__What is asked__. Please rewrite the lines from the line with "Can you see the bridge" to the line with "Can you see the hazy sky?", replacing "grassy bank" with "grass-covered bank" and leaving everything else unchanged.

__Data supplied__.
____
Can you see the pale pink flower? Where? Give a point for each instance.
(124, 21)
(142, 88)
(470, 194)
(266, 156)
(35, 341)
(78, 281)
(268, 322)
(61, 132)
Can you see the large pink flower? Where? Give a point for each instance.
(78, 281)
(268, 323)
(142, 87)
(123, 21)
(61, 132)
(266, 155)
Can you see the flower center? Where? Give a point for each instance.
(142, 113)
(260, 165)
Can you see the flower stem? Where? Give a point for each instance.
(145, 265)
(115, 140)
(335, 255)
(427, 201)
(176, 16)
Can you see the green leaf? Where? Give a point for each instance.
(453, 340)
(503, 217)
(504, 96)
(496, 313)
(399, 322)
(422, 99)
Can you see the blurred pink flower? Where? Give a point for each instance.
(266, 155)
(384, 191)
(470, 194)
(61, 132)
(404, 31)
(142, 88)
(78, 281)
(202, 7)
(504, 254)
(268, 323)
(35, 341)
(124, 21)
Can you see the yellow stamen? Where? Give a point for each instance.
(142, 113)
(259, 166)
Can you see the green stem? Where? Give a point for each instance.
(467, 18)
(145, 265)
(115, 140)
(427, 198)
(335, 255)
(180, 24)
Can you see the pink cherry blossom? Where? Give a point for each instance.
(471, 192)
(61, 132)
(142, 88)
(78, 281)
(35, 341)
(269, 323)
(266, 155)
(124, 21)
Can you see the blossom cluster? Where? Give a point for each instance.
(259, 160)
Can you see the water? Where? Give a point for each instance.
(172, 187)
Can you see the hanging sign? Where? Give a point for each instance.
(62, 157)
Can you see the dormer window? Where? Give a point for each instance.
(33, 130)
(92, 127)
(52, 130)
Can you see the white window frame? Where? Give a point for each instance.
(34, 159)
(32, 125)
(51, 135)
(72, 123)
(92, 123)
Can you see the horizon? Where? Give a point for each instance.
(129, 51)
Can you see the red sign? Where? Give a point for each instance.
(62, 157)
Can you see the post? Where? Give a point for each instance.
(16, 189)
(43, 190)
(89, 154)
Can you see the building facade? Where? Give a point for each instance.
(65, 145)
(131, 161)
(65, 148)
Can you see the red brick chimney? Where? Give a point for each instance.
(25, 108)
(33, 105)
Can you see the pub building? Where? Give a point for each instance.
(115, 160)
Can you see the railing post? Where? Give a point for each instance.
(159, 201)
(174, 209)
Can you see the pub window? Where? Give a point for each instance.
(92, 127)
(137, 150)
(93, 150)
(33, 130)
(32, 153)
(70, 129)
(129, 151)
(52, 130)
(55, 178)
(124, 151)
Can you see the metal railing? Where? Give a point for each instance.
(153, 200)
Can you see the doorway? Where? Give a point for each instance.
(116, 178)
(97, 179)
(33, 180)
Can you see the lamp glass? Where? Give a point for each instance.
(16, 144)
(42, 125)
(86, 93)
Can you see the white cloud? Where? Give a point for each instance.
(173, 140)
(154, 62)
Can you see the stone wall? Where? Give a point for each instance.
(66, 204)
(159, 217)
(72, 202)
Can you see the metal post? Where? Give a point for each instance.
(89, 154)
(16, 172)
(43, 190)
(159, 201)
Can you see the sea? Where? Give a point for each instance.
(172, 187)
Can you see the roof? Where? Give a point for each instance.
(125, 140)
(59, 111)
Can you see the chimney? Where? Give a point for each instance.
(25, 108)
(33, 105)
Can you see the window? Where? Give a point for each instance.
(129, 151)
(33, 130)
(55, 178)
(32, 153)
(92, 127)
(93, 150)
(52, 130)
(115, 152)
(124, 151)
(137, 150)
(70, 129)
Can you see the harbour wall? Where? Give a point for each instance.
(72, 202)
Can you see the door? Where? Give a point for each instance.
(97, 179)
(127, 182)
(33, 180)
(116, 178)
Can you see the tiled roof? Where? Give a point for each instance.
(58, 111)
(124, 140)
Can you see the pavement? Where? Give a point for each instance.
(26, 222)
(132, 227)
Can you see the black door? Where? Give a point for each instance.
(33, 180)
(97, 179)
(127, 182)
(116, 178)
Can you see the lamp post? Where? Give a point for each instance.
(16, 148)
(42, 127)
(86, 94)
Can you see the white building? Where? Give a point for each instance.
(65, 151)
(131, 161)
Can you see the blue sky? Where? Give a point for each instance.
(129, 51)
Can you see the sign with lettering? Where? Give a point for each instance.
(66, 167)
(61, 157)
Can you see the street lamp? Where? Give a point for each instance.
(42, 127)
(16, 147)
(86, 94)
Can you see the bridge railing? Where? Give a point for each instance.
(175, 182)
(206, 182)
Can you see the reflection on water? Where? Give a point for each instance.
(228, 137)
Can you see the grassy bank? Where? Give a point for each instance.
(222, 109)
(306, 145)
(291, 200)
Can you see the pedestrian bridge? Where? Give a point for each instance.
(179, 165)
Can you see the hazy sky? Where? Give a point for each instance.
____
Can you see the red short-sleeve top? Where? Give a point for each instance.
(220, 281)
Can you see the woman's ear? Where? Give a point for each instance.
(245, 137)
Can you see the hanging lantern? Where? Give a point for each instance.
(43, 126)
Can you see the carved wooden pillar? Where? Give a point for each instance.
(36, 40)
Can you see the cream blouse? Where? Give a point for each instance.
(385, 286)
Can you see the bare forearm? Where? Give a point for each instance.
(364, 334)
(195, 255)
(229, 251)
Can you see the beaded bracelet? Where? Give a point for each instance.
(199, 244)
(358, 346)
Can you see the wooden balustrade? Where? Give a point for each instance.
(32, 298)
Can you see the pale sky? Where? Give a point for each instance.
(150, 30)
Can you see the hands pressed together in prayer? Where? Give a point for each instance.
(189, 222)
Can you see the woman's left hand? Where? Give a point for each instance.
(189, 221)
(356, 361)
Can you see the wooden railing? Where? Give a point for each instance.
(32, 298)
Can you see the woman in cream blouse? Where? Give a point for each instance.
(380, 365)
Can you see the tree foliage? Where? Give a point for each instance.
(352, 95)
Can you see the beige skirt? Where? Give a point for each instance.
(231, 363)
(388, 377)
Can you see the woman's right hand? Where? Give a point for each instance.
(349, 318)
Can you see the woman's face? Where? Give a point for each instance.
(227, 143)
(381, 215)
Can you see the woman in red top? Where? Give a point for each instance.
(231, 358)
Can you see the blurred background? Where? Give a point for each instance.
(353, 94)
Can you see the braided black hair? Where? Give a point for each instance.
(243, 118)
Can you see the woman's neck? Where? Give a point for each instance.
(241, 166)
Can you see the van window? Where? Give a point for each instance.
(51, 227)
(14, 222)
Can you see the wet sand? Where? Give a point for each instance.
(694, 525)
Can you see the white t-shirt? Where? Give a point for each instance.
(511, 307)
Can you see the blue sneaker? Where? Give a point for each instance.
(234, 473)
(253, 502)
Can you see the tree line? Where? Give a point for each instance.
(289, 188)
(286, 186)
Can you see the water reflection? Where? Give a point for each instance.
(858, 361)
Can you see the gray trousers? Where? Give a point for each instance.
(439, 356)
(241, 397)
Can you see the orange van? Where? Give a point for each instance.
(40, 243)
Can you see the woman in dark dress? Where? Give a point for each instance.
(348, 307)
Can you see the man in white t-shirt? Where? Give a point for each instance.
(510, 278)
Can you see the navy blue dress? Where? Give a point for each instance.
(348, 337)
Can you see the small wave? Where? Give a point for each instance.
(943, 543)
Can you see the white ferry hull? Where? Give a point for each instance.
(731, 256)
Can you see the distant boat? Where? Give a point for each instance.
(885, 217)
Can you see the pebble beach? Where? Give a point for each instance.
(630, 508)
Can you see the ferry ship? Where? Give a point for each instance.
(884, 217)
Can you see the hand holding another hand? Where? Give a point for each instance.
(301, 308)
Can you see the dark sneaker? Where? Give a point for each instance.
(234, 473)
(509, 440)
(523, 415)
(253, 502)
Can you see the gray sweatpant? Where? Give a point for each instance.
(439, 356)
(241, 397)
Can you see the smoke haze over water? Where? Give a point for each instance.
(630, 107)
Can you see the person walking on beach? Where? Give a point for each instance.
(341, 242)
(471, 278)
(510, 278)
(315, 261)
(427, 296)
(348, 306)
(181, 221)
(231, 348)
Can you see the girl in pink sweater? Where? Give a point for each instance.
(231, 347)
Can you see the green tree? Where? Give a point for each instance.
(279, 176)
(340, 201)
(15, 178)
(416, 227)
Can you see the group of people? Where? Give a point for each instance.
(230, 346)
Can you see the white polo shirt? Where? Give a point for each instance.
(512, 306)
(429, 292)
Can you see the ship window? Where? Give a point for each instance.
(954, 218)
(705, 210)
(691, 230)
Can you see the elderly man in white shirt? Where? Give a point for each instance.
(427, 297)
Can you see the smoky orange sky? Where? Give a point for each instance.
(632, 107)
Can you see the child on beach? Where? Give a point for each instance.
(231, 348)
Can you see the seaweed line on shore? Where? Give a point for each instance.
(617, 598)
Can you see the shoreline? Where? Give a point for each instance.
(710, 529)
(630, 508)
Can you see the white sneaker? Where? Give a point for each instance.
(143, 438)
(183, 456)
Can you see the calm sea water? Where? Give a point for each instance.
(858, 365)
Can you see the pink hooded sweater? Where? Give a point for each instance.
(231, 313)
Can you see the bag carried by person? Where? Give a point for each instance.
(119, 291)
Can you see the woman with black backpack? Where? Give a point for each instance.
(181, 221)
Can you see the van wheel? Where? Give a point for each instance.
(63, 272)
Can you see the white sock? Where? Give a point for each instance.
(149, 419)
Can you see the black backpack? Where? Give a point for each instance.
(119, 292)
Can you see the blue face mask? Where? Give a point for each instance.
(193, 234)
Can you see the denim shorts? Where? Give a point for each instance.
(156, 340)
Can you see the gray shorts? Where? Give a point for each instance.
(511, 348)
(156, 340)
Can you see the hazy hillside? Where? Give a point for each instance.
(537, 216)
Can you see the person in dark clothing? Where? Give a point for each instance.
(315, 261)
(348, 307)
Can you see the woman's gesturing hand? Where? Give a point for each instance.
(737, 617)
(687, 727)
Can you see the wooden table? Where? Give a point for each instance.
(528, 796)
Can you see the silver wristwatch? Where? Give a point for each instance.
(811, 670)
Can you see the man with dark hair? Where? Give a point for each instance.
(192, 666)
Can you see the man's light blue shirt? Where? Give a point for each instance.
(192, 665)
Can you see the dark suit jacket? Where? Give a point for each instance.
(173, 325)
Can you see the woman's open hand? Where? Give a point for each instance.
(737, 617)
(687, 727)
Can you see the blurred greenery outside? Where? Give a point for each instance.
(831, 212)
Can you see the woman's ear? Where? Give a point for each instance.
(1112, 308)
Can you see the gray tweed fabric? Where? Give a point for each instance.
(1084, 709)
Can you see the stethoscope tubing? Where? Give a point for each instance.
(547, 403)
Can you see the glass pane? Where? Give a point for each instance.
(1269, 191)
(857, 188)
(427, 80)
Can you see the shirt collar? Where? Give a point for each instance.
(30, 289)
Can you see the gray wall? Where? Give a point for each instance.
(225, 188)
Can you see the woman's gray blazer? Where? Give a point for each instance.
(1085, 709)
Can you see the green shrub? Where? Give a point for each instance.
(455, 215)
____
__Expected answer__.
Can you see the bridge railing? Where? Give a point for each instance.
(175, 182)
(206, 182)
Can you see the reflection on water? Where? Give a point for each instance.
(228, 137)
Can you see the grass-covered bank? Where? Give a point for each instance.
(222, 109)
(306, 145)
(291, 200)
Can you see the pedestrian bridge? Where? Give a point for each instance.
(179, 165)
Can you see the hazy sky? Where? Give a point for each instance.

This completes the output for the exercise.